BEGIN LISTED ENTRIES

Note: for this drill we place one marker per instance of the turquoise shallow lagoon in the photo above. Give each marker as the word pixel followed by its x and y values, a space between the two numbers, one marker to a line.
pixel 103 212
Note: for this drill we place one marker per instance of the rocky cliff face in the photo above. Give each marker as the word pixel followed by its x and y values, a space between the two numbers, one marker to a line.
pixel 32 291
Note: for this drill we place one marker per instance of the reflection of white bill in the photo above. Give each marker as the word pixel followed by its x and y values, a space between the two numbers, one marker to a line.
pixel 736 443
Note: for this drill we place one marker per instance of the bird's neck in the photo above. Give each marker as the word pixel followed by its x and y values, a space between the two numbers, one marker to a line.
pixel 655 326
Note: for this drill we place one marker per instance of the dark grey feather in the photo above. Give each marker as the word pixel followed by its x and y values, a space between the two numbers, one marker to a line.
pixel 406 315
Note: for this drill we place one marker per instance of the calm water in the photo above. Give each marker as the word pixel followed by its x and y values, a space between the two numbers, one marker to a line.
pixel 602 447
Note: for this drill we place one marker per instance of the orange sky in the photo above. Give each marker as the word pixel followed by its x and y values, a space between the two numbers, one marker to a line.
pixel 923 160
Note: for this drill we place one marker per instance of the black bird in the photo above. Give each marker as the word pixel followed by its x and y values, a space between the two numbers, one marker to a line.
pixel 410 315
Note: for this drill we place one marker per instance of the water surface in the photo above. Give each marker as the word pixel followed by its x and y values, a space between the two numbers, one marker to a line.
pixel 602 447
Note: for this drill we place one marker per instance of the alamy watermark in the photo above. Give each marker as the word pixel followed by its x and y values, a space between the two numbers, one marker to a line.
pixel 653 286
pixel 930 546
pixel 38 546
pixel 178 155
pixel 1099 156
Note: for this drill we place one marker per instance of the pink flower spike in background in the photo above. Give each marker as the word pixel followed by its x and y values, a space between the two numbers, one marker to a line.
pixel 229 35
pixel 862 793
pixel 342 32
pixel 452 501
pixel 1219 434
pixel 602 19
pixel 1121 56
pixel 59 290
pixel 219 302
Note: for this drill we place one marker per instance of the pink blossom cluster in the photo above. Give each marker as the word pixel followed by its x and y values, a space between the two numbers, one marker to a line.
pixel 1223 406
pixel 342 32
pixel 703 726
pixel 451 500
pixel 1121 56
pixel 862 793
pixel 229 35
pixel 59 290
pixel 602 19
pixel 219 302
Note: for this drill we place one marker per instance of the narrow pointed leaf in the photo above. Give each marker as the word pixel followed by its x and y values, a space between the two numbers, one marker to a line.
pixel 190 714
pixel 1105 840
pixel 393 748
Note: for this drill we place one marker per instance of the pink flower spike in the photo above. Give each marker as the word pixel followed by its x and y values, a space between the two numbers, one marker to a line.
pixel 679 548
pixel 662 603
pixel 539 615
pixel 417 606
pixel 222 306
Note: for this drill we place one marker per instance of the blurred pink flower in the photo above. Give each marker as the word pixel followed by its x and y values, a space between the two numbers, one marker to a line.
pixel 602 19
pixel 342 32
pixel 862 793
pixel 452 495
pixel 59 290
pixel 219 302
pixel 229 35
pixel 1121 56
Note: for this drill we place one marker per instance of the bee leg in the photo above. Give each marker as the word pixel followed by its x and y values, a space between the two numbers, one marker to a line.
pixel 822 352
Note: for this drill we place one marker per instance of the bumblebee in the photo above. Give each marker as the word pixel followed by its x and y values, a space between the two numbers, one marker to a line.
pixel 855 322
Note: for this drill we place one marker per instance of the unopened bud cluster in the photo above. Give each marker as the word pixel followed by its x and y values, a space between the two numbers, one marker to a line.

END LISTED ENTRIES

[PROBLEM TO SOLVE]:
Turn every line of the entries above into a JSON list of strings, with one string per line and any blank lines left out.

[SOLUTION TO THIS PROBLEM]:
[
  "Note: for this drill we place one marker per instance of the turquoise shallow lagoon in the photo above. Give each marker as the word pixel followed by its x and y values, a space between the two numbers, one marker to a line.",
  "pixel 103 212",
  "Note: for this drill we place one marker per instance of the rocky cliff face in the photo above. Give each marker as the word pixel followed by its x and y values, a space between the two numbers, one marker to a line.",
  "pixel 32 291",
  "Note: for this drill we place one marker per instance of the reflection of white bill in the photo above. Give each marker as the word pixel followed by its x and y values, a space between the two numbers, one marker to a line.",
  "pixel 736 443",
  "Note: for this drill we place one marker per instance of the bird's neck in the photo above. Give each marker as the word pixel followed by its x and y values, a space between the two numbers, one marker to a line.",
  "pixel 655 326",
  "Note: for this drill we place one marker per instance of the dark grey feather in the photo above. Give each marker as the word pixel followed by its x and y values, a space between the two numbers, one marker to a line.",
  "pixel 406 315",
  "Note: for this drill we place one marker per instance of the calm water in the photo above. Give each marker as the word pixel followed by its x and y values, a space between the two numbers, one marker to a line.",
  "pixel 602 447",
  "Note: for this drill we place one marker per instance of the orange sky in the photo above. Give each marker as the word pixel followed by its x and y values, a space between the two numbers, one marker to a line.",
  "pixel 923 160",
  "Note: for this drill we place one marker per instance of the black bird in the photo above. Give each marker as the word pixel followed by its x and y values, a space between the two numbers, one marker to a line.",
  "pixel 410 315",
  "Note: for this drill we place one marker per instance of the water surface in the photo above. Give each marker as the word pixel followed by its x and y values, a space between the two numbers, one marker to a line.",
  "pixel 602 447",
  "Note: for this drill we place one marker per instance of the alamy watermark in the photo above. Give each marker as the word pixel followed by its x and y values, a space between the two numbers, one marker to a line.",
  "pixel 653 286",
  "pixel 930 546",
  "pixel 38 546",
  "pixel 178 155",
  "pixel 1099 156",
  "Note: for this drill we place one marker per instance of the pink flower spike in background in the photo above. Give each marker as the word pixel followed by its x and y values, a space between the two numbers, one marker to a line.",
  "pixel 229 35",
  "pixel 862 793",
  "pixel 342 32",
  "pixel 452 501",
  "pixel 1219 434",
  "pixel 602 19",
  "pixel 1121 56",
  "pixel 59 290",
  "pixel 219 302",
  "Note: for this drill we place one marker per instance of the pink blossom cluster in the photo above. Give each marker as the word pixel followed by its x and y values, a space between the two numbers, one marker to a line.",
  "pixel 1223 406",
  "pixel 342 32",
  "pixel 703 726",
  "pixel 451 500",
  "pixel 1121 56",
  "pixel 862 793",
  "pixel 229 35",
  "pixel 59 290",
  "pixel 602 19",
  "pixel 219 302",
  "Note: for this drill we place one marker per instance of the narrow pointed leaf in the photo above. Give each marker as the word pixel followed by its x and y values, a space between the two numbers, one marker to a line.",
  "pixel 190 714",
  "pixel 1105 840",
  "pixel 393 748",
  "Note: for this drill we place one marker per instance of the pink flower spike in the photo above. Give each marker as the word pixel followed by its x and y values, a space between the two numbers, one marker to a line.",
  "pixel 679 548",
  "pixel 662 603",
  "pixel 539 615",
  "pixel 417 606",
  "pixel 222 306",
  "Note: for this drill we place one marker per instance of the blurred pink flower in the photo above. Give each marker as the word pixel followed by its x and y values, a space between the two numbers, one marker to a line.",
  "pixel 602 19",
  "pixel 342 32",
  "pixel 862 793",
  "pixel 452 495",
  "pixel 59 290",
  "pixel 219 302",
  "pixel 229 35",
  "pixel 1121 56",
  "Note: for this drill we place one marker per instance of the bee leg in the photo above. Give each marker as the word pixel followed by its x and y values, a space between the two numbers, one marker to a line.",
  "pixel 822 352",
  "Note: for this drill we place one marker per instance of the bumblebee in the photo above. Give each marker as the word pixel followed by its x and y values, a space between the two numbers, one marker to a line.",
  "pixel 855 322",
  "Note: for this drill we place one marker per instance of the unopened bud cluster in the photo above. Give each marker as the word pixel followed by its x and y values, a space between the two numbers, one marker to a line."
]